▶ [Stated task]
In the listing below, locate the line containing "Category: shorts logo"; reproduce that line and all lines that follow it, unchanged.

[Start]

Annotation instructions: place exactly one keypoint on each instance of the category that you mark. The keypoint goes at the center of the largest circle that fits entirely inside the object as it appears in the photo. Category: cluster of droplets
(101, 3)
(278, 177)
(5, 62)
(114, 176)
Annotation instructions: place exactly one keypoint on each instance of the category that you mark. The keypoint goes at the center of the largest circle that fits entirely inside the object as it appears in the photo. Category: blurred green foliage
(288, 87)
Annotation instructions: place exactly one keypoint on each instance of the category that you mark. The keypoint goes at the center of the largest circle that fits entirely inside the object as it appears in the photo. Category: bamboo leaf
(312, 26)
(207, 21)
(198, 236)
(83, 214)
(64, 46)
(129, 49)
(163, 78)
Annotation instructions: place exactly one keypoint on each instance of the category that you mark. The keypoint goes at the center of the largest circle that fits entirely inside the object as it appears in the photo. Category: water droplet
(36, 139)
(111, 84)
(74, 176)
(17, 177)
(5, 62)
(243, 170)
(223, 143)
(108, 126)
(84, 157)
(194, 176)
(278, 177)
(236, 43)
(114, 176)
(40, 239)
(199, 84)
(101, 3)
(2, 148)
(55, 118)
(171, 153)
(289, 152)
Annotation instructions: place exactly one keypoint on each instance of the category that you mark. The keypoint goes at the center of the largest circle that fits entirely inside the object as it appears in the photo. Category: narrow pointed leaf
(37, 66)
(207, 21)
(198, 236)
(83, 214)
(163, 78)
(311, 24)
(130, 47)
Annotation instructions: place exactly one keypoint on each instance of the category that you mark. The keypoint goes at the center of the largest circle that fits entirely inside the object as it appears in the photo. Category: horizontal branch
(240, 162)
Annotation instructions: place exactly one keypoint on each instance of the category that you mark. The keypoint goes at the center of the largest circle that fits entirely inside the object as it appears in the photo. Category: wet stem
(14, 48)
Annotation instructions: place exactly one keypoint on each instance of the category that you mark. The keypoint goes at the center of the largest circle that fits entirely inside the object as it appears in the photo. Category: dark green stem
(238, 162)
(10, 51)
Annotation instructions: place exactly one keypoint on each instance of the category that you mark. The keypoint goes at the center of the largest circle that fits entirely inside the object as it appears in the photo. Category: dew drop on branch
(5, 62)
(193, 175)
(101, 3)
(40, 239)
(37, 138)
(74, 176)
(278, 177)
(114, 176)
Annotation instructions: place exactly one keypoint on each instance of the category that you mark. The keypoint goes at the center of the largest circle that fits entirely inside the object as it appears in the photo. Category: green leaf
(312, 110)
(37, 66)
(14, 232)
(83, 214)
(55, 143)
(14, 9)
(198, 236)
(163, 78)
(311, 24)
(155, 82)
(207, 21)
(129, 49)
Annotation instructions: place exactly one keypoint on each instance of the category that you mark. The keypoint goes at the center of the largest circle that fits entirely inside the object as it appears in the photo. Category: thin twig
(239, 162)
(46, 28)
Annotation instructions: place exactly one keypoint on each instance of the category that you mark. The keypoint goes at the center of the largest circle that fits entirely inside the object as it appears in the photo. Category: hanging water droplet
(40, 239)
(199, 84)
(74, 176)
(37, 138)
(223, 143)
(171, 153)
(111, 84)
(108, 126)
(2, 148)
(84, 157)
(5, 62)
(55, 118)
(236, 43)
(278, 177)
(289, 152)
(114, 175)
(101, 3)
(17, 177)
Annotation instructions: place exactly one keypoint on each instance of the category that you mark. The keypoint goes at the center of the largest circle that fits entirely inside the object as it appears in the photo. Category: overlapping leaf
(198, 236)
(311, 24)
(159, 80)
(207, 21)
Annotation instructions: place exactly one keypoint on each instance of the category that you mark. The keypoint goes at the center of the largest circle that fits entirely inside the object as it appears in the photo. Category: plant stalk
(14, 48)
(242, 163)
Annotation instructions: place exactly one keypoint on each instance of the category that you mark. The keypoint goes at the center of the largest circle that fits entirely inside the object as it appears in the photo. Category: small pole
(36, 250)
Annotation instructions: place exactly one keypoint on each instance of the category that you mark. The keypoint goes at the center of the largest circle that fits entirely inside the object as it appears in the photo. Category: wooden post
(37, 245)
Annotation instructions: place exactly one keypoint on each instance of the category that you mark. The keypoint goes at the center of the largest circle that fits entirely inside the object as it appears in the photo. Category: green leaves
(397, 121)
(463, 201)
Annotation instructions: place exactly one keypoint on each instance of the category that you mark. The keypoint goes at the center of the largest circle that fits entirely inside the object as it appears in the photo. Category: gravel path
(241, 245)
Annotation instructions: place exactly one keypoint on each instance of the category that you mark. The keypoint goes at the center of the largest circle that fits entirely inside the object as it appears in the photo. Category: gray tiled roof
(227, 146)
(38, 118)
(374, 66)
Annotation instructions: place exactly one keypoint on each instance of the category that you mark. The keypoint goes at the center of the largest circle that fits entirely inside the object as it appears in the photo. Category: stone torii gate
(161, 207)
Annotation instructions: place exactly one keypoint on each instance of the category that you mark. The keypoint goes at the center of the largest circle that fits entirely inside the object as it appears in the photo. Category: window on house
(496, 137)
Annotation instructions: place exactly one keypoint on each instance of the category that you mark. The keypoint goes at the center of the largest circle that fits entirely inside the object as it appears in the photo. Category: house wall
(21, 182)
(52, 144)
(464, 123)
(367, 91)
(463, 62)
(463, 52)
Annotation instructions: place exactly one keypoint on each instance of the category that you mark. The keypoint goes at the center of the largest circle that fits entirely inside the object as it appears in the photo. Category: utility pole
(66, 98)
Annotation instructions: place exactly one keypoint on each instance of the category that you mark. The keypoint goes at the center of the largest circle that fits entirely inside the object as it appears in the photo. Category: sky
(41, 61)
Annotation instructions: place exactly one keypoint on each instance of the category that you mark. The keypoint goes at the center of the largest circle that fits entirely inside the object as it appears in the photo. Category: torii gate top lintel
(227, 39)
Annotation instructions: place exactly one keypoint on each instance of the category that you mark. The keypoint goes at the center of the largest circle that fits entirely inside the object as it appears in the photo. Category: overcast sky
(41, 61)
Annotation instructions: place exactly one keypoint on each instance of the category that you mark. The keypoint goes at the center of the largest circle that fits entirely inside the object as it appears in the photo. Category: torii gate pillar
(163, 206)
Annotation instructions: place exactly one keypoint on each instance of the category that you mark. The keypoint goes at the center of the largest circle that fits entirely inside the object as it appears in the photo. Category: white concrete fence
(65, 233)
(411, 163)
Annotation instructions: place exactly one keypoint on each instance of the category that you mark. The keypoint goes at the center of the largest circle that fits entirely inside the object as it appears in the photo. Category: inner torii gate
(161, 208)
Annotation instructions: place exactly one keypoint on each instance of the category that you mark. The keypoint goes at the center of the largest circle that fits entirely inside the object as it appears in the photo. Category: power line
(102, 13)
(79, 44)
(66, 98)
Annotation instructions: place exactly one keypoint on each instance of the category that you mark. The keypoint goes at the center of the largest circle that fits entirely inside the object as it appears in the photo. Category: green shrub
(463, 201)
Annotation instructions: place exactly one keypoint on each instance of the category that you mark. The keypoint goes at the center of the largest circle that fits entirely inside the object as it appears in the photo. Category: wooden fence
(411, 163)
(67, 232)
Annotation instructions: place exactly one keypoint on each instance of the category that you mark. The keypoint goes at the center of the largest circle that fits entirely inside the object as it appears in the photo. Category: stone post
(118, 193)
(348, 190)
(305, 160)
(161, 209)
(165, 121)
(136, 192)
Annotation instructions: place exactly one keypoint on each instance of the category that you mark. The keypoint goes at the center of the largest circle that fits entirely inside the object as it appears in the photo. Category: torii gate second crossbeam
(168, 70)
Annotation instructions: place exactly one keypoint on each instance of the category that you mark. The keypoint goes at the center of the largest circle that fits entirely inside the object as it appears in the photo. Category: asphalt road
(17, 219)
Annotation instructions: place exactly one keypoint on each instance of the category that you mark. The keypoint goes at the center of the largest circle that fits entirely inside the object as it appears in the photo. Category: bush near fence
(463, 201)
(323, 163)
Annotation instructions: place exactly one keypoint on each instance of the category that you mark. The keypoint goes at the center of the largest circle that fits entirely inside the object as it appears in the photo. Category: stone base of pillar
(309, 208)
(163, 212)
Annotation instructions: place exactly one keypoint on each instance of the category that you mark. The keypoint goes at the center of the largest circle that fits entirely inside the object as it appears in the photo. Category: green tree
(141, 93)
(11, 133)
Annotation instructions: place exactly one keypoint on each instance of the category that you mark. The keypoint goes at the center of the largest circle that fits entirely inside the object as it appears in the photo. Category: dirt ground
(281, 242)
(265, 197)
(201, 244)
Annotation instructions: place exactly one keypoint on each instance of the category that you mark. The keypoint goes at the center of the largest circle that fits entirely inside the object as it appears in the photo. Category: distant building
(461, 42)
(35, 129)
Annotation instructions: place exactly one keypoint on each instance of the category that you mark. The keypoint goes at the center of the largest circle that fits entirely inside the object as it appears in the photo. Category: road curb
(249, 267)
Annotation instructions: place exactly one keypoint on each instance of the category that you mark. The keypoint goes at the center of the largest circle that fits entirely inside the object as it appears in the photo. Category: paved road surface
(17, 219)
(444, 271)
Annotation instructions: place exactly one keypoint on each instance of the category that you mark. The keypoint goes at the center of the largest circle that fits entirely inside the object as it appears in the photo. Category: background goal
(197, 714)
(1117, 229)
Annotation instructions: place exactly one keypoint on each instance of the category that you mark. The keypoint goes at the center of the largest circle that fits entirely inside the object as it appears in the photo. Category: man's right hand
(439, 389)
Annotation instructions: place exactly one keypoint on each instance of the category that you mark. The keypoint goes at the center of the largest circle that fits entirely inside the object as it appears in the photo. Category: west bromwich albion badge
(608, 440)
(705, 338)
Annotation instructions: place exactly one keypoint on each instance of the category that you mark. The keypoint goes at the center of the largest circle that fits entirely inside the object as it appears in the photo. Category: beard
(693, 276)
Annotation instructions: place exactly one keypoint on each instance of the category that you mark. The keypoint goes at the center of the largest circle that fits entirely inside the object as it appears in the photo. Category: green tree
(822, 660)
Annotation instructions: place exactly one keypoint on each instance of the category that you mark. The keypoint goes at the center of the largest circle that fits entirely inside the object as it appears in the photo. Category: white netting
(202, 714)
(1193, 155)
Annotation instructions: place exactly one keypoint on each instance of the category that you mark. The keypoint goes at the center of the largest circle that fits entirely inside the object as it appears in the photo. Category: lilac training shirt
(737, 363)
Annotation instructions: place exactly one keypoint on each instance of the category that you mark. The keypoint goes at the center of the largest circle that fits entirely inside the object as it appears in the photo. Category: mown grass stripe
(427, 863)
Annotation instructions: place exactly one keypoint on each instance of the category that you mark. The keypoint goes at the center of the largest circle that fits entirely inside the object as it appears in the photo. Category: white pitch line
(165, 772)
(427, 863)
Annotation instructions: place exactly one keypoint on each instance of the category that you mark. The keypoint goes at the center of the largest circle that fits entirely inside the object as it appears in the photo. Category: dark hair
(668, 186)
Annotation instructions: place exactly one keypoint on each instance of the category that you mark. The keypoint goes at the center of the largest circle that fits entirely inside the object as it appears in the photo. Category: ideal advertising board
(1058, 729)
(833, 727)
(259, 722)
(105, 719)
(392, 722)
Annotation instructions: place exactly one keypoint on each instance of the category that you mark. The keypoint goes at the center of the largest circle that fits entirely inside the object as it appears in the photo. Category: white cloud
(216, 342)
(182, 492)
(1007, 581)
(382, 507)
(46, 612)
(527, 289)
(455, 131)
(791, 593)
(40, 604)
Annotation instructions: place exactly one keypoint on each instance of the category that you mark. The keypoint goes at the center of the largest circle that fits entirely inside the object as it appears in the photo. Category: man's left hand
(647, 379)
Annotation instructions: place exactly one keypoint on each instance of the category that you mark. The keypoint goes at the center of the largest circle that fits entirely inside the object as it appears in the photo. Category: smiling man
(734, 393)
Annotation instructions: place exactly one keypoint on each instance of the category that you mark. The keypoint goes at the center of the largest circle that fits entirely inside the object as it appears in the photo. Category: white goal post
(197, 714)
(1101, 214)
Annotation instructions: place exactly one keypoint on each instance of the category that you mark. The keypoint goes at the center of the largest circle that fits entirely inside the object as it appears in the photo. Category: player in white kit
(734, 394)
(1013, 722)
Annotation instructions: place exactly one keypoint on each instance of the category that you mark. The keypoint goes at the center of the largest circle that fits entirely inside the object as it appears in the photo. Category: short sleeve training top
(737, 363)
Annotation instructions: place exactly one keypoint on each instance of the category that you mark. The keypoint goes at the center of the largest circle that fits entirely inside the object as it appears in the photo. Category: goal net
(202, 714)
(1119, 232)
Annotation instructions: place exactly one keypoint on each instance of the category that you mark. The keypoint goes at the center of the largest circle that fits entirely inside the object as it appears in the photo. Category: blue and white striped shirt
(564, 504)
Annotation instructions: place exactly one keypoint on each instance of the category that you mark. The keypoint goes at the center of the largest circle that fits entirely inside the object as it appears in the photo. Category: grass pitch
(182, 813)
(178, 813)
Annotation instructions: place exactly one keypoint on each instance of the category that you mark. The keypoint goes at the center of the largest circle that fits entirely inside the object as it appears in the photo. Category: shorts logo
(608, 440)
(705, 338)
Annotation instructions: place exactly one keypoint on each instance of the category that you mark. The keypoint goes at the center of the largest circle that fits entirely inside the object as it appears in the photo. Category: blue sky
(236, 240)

[End]

▶ [Task result]
Annotation instructions: place exactly one keypoint on each instance of the category that you mark. The keypoint goes at the center of the largest circle that fits entirely inside the object as it appears in the photo. Category: shorts logo
(608, 440)
(705, 338)
Annotation instructions: place exactly one keypoint on each instance of the category that you mark. The keypoint goes at the center of the largest circle that fits entirely inside the object as it appears in the photo. Category: blue sky
(236, 240)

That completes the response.